EXERCISE REQUIREMENTS:
Of the records below, reproduce only the span that opens with the line containing "# sample output, one" and closes with the last line.

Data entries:
=== Section Start ===
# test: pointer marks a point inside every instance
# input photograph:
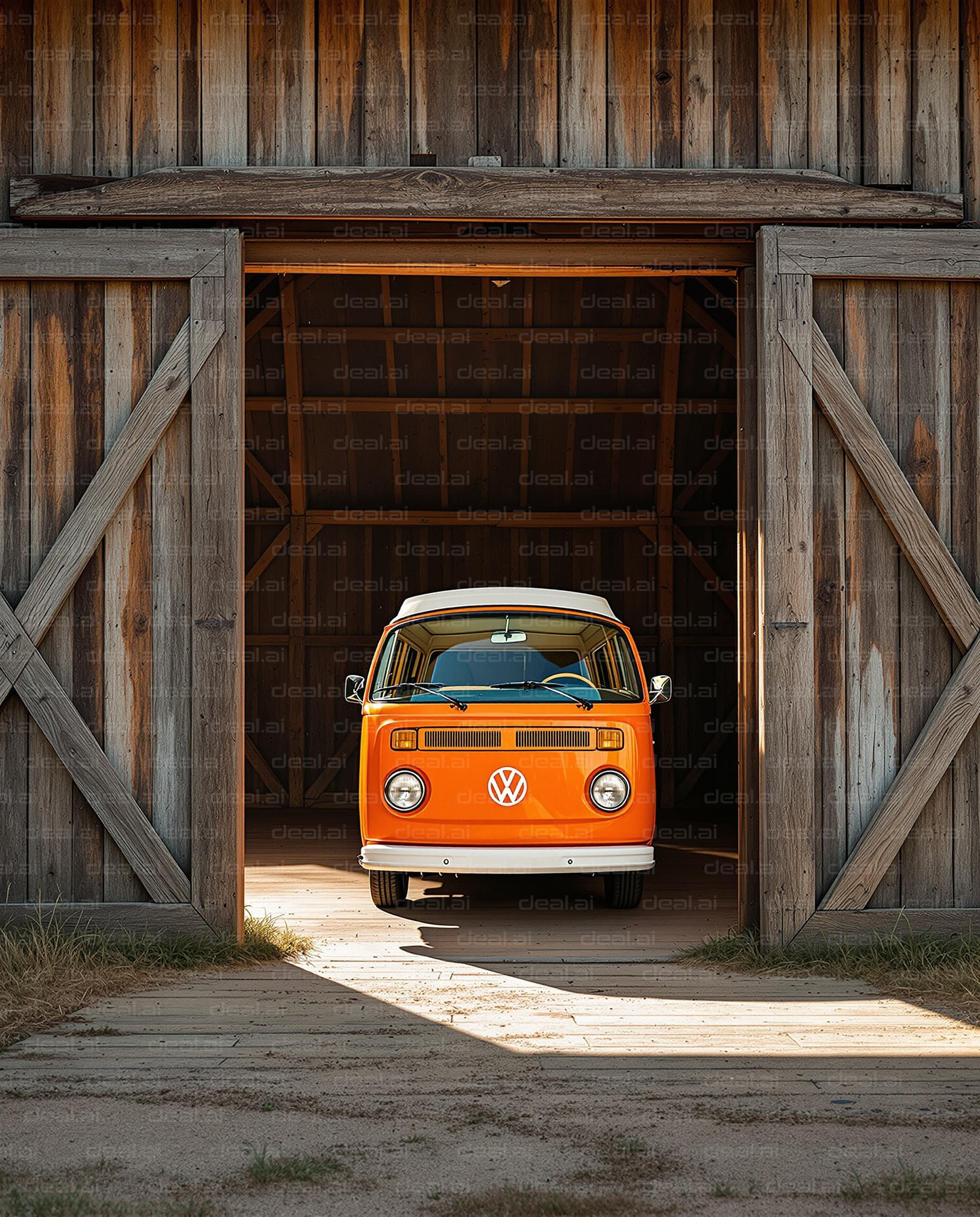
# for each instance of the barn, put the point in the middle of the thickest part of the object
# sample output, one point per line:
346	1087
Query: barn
=== Section End ===
EXPECTED ANSWER:
# sample output, one point per line:
346	1087
Query: barn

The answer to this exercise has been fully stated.